Tasks and exercises:
1. In the passage about tea villages, rewrite the span between "Villages and sources" and "a particular tea.", inclusive, substituting "swindlers" for "charlatans".
2. Extend the passage about tea villages and the He Kai tea, picking up after its final sentence.
··· Document passage
Villages and sources of tea are precious things as it is here in moments, meals, discussions and wanderings that the leaves that are consumed become physically linked to the land and its people. A visual and very tangible line from source to sip is made visible. Untidy to some, many of the villages (that appear as forlorn little pods amidst the sub-tropical forests) will produce teas of such divine maturity and strength that it is scarcely believable. In such regions there is too, the predictable other side of that coin: the pilferers, pretenders and charlatans. Pristine, ultra-clean and smiley places can create veritable messes of a particular tea.
Over the course of years, multiple returns for meals, purchases of tea, episodes of incorrectly frying leaves, and repeated conversations, I’d come to feel deep gratitude to be able to return again and again to a slightly off-the-grid village that consistently produced tremendously powerful teas. Teas that please are all the more pleasing when there is a tangible reference point beyond simply a name. This is when land and geography – along with the imprints of smell and feel – are associated with a particular tea and experience. In such regions, such tea zones weren’t so much tea fields as they were chaotic orchards and forests that spread and ran entire mountain sides and plateaus.
My own palate was recently reminded of He Kai’s graces and fervent power when some of the leaves from a wonderful 2014 harvest were revisited for a slow sit and sip session with the leaves, some water and time. Two phrases were mentioned in relation to this tea long ago and I carry them around in my head whenever I think of this tea. One phrase was “smooth force” and the second was it “lingers for hours in mouth”. In this most recent bit of sampling, it did these two things beautifully. Though it has smoothed slightly in the two years since it was harvested and created, it still carried its distinguished power everywhere it settled in the mouth. Bold and deep, this He Kai adheres to its original line and it is here perhaps that a tea reveals itself in its truest form: with time. Tea needs time; time to sip, time for the tea to develop and it needs time and care to produce it. After two years the tea was still fixed in its strengths with only soft touches of change enhancing it even more. With the first sips my own palate could feel those first times of sipping and conjure up images and smells when I first shared some of the leaves.
······
··· Data excerpts
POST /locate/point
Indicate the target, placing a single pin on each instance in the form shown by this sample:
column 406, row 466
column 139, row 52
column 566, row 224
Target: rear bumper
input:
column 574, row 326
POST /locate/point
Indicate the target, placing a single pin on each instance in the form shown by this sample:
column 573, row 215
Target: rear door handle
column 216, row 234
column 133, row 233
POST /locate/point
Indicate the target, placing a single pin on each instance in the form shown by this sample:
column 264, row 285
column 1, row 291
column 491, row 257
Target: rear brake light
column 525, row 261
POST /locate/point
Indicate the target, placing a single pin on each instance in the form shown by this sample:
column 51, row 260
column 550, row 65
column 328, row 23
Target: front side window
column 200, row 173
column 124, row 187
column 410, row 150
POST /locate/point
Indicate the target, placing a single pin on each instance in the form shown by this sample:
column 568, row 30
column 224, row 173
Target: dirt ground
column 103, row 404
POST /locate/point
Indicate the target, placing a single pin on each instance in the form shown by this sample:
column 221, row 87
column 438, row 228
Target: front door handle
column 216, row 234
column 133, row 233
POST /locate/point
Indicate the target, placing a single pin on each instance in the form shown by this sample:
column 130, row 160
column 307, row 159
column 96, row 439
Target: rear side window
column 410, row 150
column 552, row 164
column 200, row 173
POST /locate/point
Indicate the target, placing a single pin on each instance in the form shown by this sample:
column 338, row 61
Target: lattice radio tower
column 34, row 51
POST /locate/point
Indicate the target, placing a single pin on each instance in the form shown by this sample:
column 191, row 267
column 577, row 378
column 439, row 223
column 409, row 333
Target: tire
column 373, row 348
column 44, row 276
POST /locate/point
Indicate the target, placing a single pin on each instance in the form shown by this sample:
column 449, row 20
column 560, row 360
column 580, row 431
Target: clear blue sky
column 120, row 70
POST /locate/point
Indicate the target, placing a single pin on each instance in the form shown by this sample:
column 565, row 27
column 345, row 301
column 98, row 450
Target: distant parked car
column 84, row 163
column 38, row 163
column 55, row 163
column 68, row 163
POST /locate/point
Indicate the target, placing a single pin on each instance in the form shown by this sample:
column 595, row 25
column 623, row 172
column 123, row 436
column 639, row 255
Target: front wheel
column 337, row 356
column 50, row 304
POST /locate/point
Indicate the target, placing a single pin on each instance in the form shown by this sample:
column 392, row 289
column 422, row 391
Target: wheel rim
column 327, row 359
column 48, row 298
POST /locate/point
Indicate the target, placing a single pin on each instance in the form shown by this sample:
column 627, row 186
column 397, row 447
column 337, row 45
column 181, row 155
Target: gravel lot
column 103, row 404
······
Written answers:
1.
Villages and sources of tea are precious things as it is here in moments, meals, discussions and wanderings that the leaves that are consumed become physically linked to the land and its people. A visual and very tangible line from source to sip is made visible. Untidy to some, many of the villages (that appear as forlorn little pods amidst the sub-tropical forests) will produce teas of such divine maturity and strength that it is scarcely believable. In such regions there is too, the predictable other side of that coin: the pilferers, pretenders and swindlers. Pristine, ultra-clean and smiley places can create veritable messes of a particular tea.

2.
Upon re-sampling the 2014 Spring version, the leaves still carry their tang of pungency and urgency and it is in this magical ‘urgency’ that this particular tea shines in a green glow. That little sampling takes place one morning before any food passes into the mouth, and before the synthetic chemistry of toothpaste touches any enamel. It is the first infusion consumed (no rinsing) and first substance that passes into the lips for hours. Every few months I had inverted and shifted the loose leaves so that air could touch and run through even the most tucked away clumps. Dry circulated air is the lifeblood of Puerh teas, unlike so many other teas which require absolute vacuum sealed, air tight containers. Its’ powerful long leggy flavors refuse to release their grip on the molars, even long after the essences have passed smoothly past into the gorge. The volatile elements that contribute to a tea’s flavor are potent but rarely harsh in older tree’s leaves and with competent withering and frying in clean zones some magic happens…and it remains happening.
Some wonderful vegetal astringency – and that vital urgency – still lasts and that is largely to do with polyphenol family which includes flavonoids, which imbue the end buds and leaves on a tea tree. Though the leaves alter with time and procedure, they ring true with my memories of He Kai’s strengths. I have little notes scribbled onto a little piece of paper from long ago sipping’s. That paper remains tucked in amidst the leaves consistent to the first detailed notes about the tea: “persistent”, “powerful”, “long impressions. The notes get an update with the words “like a long walk through the mountains”. It is the long walks that remain nicely hiding the little strolls.